§ What you need to do
Only the lines from the line containing "Target: white work glove" to the end of the entries, both included, belong in your answer, and each must match exactly.

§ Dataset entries
========
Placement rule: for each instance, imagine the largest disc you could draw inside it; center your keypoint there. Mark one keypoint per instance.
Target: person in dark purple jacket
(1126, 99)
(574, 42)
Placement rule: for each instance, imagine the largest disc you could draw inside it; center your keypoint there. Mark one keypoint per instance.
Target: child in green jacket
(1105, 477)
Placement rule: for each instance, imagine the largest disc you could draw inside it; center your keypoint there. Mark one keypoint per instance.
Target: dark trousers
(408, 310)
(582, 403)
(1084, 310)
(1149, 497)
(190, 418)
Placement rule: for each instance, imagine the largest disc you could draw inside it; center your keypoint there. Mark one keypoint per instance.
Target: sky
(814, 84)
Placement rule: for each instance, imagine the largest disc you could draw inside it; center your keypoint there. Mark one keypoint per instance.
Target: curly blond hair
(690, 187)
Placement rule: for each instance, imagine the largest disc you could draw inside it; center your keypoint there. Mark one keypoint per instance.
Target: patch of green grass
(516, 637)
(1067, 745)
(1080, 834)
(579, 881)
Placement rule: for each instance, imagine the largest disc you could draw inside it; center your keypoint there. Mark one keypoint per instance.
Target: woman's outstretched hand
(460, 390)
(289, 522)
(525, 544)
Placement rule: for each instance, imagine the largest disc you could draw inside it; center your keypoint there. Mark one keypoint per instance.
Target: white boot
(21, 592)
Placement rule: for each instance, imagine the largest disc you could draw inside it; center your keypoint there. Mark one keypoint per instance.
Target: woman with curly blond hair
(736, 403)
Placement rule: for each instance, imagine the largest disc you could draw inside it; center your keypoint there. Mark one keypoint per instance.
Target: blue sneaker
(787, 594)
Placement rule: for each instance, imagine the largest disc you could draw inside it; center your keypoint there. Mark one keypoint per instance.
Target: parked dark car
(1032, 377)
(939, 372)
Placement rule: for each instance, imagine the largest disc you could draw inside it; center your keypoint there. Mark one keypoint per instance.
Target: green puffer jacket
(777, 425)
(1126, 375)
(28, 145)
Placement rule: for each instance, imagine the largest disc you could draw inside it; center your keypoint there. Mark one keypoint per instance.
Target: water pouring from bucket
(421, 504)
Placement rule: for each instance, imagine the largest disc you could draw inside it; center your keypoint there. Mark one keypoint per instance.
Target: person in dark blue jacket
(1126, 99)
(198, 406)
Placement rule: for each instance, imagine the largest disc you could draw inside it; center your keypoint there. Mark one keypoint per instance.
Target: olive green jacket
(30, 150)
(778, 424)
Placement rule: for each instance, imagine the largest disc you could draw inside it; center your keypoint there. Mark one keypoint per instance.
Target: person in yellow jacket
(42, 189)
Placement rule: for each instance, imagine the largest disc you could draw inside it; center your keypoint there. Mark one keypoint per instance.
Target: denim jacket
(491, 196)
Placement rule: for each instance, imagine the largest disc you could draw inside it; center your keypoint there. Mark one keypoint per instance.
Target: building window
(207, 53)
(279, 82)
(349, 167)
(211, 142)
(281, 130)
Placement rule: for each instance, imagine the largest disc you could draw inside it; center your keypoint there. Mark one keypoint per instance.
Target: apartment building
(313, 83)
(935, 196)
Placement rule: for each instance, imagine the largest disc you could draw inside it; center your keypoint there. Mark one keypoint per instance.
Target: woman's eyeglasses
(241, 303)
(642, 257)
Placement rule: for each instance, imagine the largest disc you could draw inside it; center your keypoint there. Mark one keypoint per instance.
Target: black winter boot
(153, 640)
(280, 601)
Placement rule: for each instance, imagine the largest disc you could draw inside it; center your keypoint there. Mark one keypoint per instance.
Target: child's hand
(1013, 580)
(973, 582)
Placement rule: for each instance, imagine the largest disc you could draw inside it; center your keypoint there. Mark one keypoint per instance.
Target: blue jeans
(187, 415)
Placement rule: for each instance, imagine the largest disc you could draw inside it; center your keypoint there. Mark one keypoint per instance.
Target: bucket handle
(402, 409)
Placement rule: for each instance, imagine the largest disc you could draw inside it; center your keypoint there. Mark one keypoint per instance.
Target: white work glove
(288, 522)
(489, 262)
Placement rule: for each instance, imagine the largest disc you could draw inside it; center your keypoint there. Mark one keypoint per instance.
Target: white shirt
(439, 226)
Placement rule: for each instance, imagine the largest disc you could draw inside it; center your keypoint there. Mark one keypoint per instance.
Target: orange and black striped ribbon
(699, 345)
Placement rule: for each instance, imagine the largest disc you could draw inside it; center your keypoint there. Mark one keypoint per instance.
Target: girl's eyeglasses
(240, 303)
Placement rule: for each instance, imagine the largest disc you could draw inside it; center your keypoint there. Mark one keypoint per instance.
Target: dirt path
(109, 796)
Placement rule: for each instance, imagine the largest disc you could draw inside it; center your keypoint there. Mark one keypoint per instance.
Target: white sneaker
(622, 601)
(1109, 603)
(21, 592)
========
§ Solution to this exercise
Target: white work glove
(288, 522)
(489, 262)
Placement rule: for each instance, imagine the largest disc you could draw inside it; center your keypoint there. Mark one keypoint per instance.
Target: white shirt
(439, 226)
Placement rule: for each instance, imagine the largest disc you could draw inside it; center your keypoint there. Mark one keypoint per instance.
Target: orange and black striped ribbon
(699, 345)
Placement rule: for each instance, imagine the largest disc you could draw inside it; center your keypoint there. Mark one keypoint per instance.
Target: girl's eyeglasses
(240, 303)
Placement rule: for each instance, imagine the largest disc you could draw inside it; center your keypoint there. Mark one keypoint per instance.
Target: dirt path
(109, 796)
Placement rule: for each instance, imagine the largest disc you could draw inside it; center your keypoint there. Mark one keypoint per instance.
Target: white sneaker
(622, 601)
(1109, 603)
(21, 592)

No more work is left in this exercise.